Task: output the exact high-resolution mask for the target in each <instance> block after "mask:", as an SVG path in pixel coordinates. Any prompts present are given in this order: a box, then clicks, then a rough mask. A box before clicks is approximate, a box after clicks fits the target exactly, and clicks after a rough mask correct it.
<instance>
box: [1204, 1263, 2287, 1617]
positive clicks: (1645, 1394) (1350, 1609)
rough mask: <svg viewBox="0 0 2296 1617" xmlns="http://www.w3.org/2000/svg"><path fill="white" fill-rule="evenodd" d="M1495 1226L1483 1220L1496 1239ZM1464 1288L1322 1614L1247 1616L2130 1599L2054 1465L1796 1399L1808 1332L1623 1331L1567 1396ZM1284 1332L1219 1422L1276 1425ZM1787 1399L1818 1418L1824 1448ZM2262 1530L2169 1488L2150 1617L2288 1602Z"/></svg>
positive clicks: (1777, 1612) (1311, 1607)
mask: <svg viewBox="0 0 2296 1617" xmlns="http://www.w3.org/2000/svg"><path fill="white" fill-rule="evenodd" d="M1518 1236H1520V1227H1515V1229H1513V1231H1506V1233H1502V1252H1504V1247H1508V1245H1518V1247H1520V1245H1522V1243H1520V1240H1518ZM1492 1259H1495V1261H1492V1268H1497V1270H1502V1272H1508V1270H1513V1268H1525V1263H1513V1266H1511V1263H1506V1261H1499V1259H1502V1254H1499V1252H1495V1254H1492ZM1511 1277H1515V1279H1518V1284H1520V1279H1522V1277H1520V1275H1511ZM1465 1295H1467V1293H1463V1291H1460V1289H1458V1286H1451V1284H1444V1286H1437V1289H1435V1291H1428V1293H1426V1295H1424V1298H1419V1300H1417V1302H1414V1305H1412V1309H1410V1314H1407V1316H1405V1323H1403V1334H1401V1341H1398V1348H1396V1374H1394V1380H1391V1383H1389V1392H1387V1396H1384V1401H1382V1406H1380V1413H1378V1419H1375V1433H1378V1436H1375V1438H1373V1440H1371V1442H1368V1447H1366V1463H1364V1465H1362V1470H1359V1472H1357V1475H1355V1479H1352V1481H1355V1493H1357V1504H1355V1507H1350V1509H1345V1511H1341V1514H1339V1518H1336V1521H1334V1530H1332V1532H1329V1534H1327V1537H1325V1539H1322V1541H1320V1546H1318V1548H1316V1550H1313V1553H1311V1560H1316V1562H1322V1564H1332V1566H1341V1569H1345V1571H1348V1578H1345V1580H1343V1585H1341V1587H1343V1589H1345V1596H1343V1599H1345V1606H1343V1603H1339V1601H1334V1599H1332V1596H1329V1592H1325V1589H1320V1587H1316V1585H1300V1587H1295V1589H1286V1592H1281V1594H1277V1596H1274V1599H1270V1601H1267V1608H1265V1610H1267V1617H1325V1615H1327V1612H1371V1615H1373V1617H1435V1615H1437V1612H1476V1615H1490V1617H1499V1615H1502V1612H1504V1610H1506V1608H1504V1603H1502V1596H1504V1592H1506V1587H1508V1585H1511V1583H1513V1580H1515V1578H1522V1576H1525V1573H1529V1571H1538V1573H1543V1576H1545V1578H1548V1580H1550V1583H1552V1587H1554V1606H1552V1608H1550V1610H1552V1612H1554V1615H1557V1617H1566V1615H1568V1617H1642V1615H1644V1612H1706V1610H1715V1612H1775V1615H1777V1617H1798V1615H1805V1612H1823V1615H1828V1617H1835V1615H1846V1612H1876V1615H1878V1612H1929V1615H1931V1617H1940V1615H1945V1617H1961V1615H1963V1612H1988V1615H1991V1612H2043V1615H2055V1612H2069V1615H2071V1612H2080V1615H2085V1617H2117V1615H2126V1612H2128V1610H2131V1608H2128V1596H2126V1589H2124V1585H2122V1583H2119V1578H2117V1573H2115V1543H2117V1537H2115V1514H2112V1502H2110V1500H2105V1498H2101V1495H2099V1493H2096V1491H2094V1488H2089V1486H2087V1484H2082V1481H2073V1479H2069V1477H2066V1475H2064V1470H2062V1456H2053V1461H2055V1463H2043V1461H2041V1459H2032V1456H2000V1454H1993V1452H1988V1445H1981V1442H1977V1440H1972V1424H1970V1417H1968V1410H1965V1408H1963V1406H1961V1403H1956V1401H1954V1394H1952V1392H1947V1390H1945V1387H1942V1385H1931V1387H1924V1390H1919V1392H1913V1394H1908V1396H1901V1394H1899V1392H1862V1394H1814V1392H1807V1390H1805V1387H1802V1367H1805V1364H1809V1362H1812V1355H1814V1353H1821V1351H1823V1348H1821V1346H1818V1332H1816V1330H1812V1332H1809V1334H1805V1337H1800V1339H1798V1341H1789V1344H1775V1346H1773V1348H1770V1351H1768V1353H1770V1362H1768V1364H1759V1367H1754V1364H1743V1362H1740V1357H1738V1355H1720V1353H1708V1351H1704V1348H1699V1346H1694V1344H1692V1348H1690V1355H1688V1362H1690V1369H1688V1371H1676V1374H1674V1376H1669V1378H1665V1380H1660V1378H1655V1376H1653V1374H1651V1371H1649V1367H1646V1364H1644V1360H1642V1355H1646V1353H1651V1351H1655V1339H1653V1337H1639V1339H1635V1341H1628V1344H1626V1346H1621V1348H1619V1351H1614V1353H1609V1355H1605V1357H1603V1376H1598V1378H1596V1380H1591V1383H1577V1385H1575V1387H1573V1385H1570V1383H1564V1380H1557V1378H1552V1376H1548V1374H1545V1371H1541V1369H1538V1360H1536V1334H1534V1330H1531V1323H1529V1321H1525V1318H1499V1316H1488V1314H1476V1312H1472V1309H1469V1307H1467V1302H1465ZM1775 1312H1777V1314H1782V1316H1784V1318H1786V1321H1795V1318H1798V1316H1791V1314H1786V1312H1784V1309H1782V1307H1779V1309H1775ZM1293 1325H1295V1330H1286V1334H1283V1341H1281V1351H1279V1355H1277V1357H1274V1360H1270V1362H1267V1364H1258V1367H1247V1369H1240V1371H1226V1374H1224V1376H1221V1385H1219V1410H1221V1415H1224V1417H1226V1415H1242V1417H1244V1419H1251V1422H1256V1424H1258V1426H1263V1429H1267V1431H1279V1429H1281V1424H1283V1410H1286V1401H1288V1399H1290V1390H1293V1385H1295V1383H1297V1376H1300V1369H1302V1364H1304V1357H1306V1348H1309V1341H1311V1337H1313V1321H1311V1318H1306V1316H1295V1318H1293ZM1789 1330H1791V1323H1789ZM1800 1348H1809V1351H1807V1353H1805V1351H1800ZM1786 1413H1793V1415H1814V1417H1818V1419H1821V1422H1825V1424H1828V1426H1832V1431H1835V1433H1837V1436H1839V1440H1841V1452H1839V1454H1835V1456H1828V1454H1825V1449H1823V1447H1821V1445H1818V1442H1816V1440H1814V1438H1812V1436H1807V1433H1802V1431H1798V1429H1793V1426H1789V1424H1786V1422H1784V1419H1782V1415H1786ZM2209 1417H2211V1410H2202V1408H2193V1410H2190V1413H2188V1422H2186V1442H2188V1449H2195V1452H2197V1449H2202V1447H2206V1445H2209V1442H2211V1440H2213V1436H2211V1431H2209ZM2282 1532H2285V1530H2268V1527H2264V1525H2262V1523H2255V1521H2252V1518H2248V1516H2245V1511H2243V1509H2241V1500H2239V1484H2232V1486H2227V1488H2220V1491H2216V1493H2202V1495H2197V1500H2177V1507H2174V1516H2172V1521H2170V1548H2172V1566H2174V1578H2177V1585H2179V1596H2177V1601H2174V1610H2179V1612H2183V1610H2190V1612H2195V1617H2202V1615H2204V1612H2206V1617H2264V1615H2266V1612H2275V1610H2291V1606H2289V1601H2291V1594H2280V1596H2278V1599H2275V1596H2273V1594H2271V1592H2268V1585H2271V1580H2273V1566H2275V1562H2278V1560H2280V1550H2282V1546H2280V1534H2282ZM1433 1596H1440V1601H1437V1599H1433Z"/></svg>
※
### WHAT YOU WILL DO
Your job is to print exactly the lines that run from the top of the entries through the line with "positive clicks: (1645, 1394) (1350, 1609)", and no others.

### ANSWER TO THIS PROBLEM
Task: output the exact high-resolution mask for the target in each <instance> block after "mask:", as an SVG path in pixel coordinates. Any prompts present are given in this order: a box, then clicks, then a rough mask. A box before clicks is approximate, a box after clicks fits the target exactly, and clicks after a rough mask correct it.
<instance>
box: [1204, 1263, 2287, 1617]
positive clicks: (1645, 1394) (1350, 1609)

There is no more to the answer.